▸ **INFORMATION PROVIDED**:

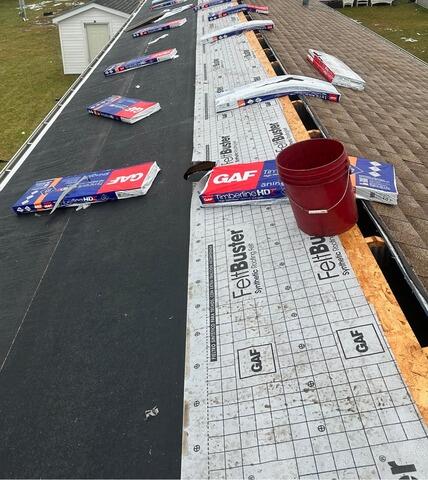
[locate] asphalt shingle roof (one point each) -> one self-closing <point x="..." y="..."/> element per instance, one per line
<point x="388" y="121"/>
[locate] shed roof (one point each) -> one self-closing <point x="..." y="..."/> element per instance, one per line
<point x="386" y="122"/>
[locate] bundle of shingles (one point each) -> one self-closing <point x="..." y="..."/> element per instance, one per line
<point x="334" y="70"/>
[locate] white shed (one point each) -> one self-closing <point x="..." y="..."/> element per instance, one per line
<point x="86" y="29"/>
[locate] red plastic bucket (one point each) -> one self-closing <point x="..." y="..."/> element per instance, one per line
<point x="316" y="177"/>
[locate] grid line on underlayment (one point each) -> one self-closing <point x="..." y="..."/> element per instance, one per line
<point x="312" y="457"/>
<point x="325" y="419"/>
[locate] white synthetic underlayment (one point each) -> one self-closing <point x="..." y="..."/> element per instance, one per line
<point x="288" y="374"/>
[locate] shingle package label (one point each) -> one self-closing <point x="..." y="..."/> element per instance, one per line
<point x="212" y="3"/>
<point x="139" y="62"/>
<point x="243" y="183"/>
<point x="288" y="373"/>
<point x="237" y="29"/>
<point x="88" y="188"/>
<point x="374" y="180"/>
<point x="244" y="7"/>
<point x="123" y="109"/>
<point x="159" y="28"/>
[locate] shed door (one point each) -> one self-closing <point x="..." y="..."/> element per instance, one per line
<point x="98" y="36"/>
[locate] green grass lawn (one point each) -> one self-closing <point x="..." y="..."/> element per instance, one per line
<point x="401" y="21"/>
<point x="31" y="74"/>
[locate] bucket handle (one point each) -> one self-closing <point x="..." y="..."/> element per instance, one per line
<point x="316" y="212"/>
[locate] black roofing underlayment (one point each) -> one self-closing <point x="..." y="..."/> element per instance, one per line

* * *

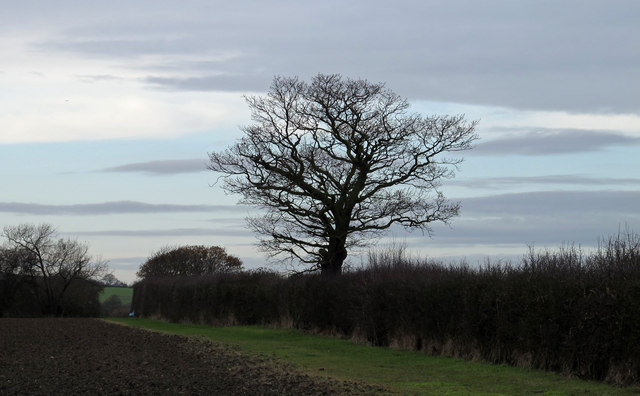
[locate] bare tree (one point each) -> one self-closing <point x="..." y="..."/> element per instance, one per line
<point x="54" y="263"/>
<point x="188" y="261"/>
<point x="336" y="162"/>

* * *

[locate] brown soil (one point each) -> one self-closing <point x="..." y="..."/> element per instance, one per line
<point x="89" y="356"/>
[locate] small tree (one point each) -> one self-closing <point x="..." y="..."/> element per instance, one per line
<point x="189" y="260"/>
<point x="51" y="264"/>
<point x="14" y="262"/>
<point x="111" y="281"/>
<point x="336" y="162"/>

▸ **EXERCISE**: Pull out every line of the items above that contains the string "shed", treating uppercase and lowercase as different.

▸ **COMPLETE ANSWER**:
[locate] shed roof (one point each) -> one self-closing <point x="..." y="..."/> element per instance, one per line
[locate] white shed (one point each) -> one self-closing <point x="..." y="..."/> element per instance, one per line
[locate] shed door (one point each) -> one self-closing <point x="..." y="..."/> element per instance, one per line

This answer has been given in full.